=== YOUR INSTRUCTIONS ===
Could you print, unchanged, the part of the items that opens at their very first line and closes with the line containing "582 925 L 587", including both of those lines?
==== PROVIDED ENTRIES
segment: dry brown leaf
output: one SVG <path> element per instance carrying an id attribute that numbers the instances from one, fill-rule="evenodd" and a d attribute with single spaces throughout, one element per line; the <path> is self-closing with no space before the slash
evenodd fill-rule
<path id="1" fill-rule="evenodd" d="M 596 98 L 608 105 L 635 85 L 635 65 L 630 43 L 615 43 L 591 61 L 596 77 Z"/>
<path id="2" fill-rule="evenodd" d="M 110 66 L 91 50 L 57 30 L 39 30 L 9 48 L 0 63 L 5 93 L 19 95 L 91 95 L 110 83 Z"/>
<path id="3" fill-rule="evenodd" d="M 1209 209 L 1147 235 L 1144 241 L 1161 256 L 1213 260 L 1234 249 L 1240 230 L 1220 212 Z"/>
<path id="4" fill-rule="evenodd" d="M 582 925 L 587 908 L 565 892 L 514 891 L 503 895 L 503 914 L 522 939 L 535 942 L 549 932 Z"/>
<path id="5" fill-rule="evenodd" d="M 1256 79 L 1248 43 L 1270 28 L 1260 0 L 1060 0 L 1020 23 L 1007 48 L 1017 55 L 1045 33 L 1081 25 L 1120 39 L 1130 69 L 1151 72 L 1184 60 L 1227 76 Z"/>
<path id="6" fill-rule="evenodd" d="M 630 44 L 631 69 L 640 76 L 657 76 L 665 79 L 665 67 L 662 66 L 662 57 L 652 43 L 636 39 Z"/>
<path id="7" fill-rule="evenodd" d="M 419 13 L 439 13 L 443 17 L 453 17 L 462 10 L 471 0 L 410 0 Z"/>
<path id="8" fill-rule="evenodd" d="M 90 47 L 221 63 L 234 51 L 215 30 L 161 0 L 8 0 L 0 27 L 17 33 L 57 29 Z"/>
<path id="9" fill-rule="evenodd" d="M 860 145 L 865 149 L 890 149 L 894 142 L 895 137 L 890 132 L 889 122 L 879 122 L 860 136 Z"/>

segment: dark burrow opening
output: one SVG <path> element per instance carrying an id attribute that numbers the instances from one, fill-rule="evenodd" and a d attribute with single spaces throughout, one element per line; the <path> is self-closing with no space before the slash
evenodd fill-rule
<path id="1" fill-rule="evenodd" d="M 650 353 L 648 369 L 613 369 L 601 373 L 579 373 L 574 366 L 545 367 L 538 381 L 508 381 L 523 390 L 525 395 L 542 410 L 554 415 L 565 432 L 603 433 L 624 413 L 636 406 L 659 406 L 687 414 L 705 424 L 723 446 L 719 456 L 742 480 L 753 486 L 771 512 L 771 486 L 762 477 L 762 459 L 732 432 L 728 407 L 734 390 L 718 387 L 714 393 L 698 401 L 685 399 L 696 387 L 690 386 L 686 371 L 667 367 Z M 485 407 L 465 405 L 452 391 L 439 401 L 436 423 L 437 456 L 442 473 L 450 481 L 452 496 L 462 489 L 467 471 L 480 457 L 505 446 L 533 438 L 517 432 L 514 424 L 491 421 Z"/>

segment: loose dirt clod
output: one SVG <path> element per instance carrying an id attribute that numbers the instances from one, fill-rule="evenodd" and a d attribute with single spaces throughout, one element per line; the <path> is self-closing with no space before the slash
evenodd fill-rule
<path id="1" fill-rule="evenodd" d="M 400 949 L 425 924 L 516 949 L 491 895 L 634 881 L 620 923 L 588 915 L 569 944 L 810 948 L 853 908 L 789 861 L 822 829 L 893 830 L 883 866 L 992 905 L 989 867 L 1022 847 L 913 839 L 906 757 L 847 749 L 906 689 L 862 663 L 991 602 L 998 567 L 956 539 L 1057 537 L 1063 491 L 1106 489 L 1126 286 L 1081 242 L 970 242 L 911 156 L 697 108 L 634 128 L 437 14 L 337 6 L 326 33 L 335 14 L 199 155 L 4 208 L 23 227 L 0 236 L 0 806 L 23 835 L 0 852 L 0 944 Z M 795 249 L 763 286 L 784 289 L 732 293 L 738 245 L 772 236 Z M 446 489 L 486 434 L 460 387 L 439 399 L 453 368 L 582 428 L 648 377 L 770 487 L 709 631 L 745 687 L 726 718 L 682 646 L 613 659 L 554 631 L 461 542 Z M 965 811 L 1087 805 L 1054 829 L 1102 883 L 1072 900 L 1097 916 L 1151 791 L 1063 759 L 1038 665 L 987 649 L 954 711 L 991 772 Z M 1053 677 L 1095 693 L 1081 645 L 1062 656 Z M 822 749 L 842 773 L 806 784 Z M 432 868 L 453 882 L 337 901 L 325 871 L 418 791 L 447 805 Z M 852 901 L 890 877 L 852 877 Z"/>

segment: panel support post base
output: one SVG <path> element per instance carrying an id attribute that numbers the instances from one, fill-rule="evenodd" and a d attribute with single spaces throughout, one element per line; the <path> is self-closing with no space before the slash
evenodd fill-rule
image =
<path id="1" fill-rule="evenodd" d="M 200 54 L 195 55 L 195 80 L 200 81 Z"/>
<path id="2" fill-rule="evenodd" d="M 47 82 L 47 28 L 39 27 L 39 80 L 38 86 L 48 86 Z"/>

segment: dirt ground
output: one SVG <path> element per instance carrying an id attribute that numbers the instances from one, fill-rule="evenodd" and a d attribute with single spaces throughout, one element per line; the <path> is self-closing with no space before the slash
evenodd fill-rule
========
=== THE RESPONSE ===
segment: dry brown leaf
output: one SVG <path> element per instance carrying an id attribute that numbers the instances from one, fill-rule="evenodd" and a d attribute with single spaces throughout, one element per line; the <path> is self-closing with no space before the slash
evenodd fill-rule
<path id="1" fill-rule="evenodd" d="M 596 98 L 608 105 L 635 85 L 635 65 L 630 43 L 615 43 L 591 61 L 596 77 Z"/>
<path id="2" fill-rule="evenodd" d="M 110 66 L 91 50 L 57 30 L 39 30 L 9 48 L 0 63 L 5 93 L 19 95 L 91 95 L 110 83 Z"/>
<path id="3" fill-rule="evenodd" d="M 1209 209 L 1147 235 L 1144 241 L 1161 256 L 1213 260 L 1234 249 L 1240 230 L 1220 212 Z"/>
<path id="4" fill-rule="evenodd" d="M 582 925 L 587 908 L 565 892 L 514 891 L 503 895 L 503 914 L 522 939 L 535 942 L 549 932 Z"/>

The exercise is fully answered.